--- BEGIN DATA PROVIDED ---

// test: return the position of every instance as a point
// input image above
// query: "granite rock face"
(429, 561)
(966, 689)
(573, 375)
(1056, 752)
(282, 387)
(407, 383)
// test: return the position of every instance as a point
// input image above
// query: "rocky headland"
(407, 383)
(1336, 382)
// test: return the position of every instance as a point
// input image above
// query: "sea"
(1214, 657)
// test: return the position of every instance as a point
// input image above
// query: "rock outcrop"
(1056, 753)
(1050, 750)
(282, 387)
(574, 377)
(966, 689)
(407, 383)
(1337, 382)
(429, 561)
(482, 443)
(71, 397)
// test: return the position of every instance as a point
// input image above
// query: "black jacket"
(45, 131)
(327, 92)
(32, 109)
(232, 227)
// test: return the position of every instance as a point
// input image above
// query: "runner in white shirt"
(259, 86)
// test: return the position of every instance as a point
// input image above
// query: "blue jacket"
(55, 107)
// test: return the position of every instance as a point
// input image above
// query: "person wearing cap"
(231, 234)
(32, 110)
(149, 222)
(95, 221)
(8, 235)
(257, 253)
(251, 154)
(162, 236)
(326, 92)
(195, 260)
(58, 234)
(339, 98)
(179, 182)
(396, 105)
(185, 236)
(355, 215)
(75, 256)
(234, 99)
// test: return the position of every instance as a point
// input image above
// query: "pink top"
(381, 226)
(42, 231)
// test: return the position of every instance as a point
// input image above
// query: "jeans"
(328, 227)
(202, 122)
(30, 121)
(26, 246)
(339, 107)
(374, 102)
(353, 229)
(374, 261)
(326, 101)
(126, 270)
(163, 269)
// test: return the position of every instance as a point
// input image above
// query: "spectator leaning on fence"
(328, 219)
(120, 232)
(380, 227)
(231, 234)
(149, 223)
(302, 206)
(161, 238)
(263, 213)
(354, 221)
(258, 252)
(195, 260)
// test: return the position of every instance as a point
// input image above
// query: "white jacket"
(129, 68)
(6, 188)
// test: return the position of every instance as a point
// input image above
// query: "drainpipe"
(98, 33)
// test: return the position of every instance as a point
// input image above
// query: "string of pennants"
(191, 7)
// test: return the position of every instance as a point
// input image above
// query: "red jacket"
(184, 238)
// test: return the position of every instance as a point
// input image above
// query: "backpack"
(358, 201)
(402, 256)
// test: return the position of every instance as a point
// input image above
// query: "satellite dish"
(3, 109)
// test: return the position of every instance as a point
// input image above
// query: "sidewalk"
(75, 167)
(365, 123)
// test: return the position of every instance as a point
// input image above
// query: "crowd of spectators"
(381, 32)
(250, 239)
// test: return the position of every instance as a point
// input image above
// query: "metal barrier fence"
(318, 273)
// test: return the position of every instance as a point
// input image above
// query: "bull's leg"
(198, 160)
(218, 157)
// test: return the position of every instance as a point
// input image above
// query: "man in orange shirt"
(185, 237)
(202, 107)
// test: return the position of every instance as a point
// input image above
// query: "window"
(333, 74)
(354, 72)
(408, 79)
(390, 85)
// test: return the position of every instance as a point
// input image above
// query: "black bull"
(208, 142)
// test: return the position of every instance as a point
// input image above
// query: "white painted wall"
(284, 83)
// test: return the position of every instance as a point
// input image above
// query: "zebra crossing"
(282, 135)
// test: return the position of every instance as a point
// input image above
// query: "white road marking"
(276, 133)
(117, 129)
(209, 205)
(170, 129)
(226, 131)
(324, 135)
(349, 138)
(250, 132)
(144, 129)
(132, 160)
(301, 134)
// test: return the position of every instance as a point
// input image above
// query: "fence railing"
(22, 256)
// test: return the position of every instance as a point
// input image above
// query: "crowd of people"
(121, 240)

--- END DATA PROVIDED ---

_AIM_
How many lines in the collection above contain the string "fence"? Case counts. Give only the number.

_SOLUTION FOR THIS TASK_
3